Texto fornecido>
# # # # #

Gerir a coerência!...

OPINIÃO11.12.202105:55

São muitas as mensagens que Amorim tem feito passar por actos e palavras, que envolvem risco pessoal que encara com tranquilidade

RÚBEN AMORIM rompeu com a vulgaridade, a banalidade e até a mediocridade das conferências de imprensa, antes e após os jogos: vulgaridade, na forma; banalidade e mediocridade nos conteúdos!
Na verdade, a sua comunicação é tão simples e directa que facilmente percebemos as mensagens que se pretendem passar.

A primeira mensagem que me transmitiu no momento em que assumiu o compromisso com o Sporting foi a de que trazia um projecto desportivo. Mas seria de acreditar que ele conseguiria impor um projecto com princípio, meio e fim num clube onde raramente as pessoas se entendem quanto à duração do mesmo, atendendo aos longos anos de insucesso? Confesso que torci o nariz, mas lembro-me bem que entendi dever dar o benefício da dúvida (ou da certeza) quando ele me questionou e a todos os sportinguistas: «E se der certo?»

# # # # #

Linhas fornecidas>
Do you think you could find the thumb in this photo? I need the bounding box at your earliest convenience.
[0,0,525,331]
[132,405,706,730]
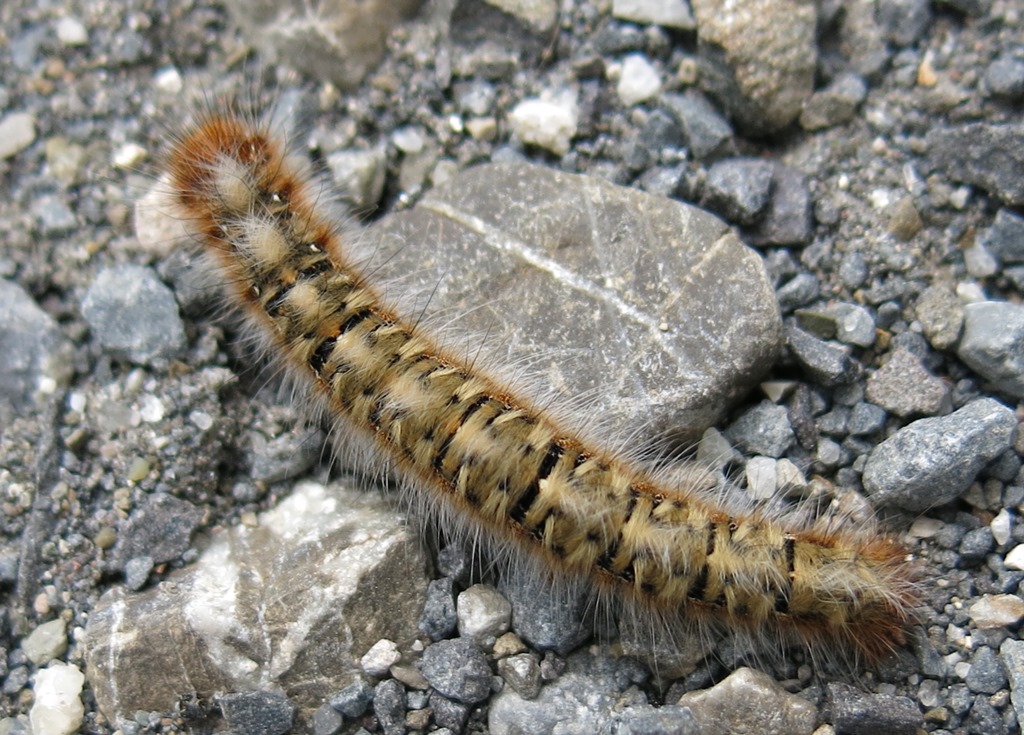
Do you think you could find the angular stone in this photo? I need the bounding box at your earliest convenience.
[365,164,781,438]
[678,668,818,735]
[0,279,73,426]
[690,0,817,135]
[85,482,427,722]
[978,207,1024,263]
[863,398,1017,511]
[458,585,512,647]
[743,163,814,247]
[82,264,185,364]
[800,73,867,130]
[999,639,1024,722]
[501,572,592,656]
[227,0,422,89]
[487,650,655,735]
[110,492,203,569]
[421,638,492,704]
[217,692,295,735]
[662,92,736,161]
[726,400,795,458]
[828,684,924,735]
[927,123,1024,206]
[611,0,695,31]
[700,158,774,225]
[914,286,964,350]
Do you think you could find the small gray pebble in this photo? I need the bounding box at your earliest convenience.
[826,304,874,347]
[964,646,1007,694]
[999,638,1024,720]
[700,158,773,225]
[827,683,924,735]
[785,325,860,386]
[419,576,459,641]
[959,526,995,567]
[662,92,735,161]
[961,694,1008,735]
[744,164,813,247]
[0,280,72,424]
[328,679,374,720]
[313,702,345,735]
[946,684,974,716]
[725,400,796,459]
[978,208,1024,264]
[849,401,887,436]
[985,56,1024,100]
[82,265,185,364]
[374,679,406,735]
[217,692,295,735]
[430,691,469,733]
[111,492,203,569]
[612,704,707,735]
[800,73,867,130]
[863,398,1017,511]
[865,348,951,417]
[406,689,430,709]
[914,286,964,350]
[32,193,78,236]
[498,653,541,699]
[640,110,685,150]
[835,253,867,289]
[775,273,821,311]
[125,556,154,592]
[0,548,22,583]
[815,405,851,436]
[499,573,591,654]
[3,666,29,694]
[249,428,327,484]
[437,544,473,585]
[419,638,492,704]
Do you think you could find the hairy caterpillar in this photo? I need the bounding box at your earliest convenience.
[167,99,913,658]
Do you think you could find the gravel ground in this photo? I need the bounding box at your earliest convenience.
[0,0,1024,735]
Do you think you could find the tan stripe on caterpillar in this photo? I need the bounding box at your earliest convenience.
[168,102,912,657]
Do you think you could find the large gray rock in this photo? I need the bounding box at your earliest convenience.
[364,164,781,436]
[863,398,1017,512]
[691,0,817,135]
[85,482,427,722]
[927,123,1024,205]
[956,301,1024,398]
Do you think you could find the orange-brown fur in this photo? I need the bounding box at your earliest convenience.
[168,111,911,657]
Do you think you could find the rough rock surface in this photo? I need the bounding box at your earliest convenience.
[367,164,781,435]
[86,482,427,720]
[691,0,817,135]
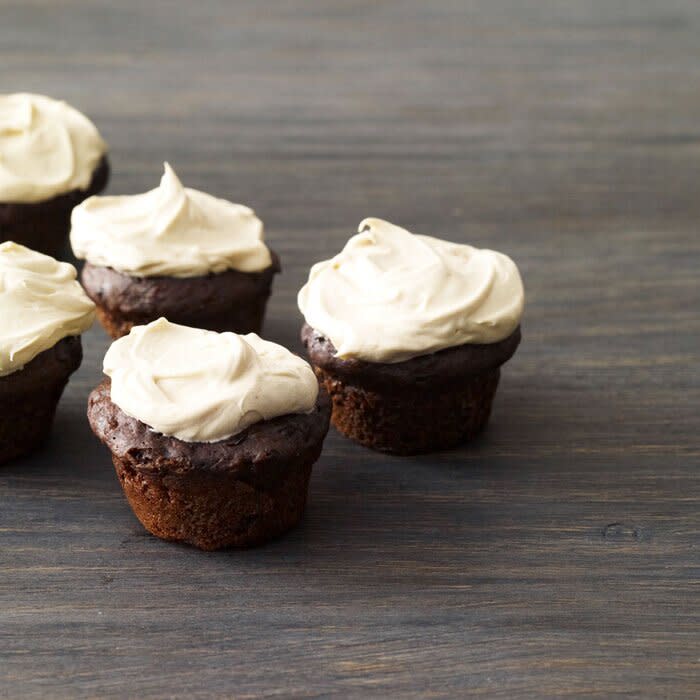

# # # # #

Problemas a resolver>
a - Transcreva do texto sobre Rúben Amorim o trecho que vai de «RÚBEN AMORIM rompeu» até «mediocridade nos conteúdos!», inclusive.
b - No texto sobre Rúben Amorim, qual foi a primeira mensagem que ele transmitiu ao autor quando assumiu o compromisso com o Sporting?
c - Dê seguimento ao texto sobre Rúben Amorim a partir do ponto em que termina.

Respostas às tarefas>
a -
RÚBEN AMORIM rompeu com a vulgaridade, a banalidade e até a mediocridade das conferências de imprensa, antes e após os jogos: vulgaridade, na forma; banalidade e mediocridade nos conteúdos!

b - A de que trazia um projecto desportivo.

c -
O nariz voltou à posição inicial e dei esta resposta a mim mesmo: este tipo tem muita confiança em si próprio, sabe o que quer e não tem medo de arriscar. Ou vai longe ou daqui a quinze dias está na rua!...

Uma coisa é certa: passei a tomar muita atenção ao que dizia e, sobretudo, ao que fazia. Sobretudo ao que dizia, porque o que estava a fazer saltava à vista - a construção de uma equipa.

A reacção de Ruben ao caso Palhinha não me deixou qualquer dúvida sobre a existência de um projecto do qual se não queria afastar. Lembro-me bem que, ainda antes da vitória da justiça que permitiria a Palhinha jogar o dérbi, que este não jogaria, mas jogaria outro, esclarecendo e questionando que projecto seria o dele se não tivesse solução. E foi esta atitude de confiança no projecto e nos jogadores que o integram que não me saiu da cabeça durante toda a semana que antecedeu o último Benfica-Sporting, quando vi as lágrimas de Palhinha ao abandonar o campo lesionado no jogo com o Tondela.

Na época passada, Palhinha, mesmo estando em condições legais para jogar, ficou inicialmente no banco, numa atitude de confiança para com o jogador que havia sido preparado para o substituir. Rúben assumia o risco pessoal em nome de um projecto colectivo. Ganhou a aposta e não tive mais dúvidas sobre a existência de um projecto e de um líder para esse mesmo projecto.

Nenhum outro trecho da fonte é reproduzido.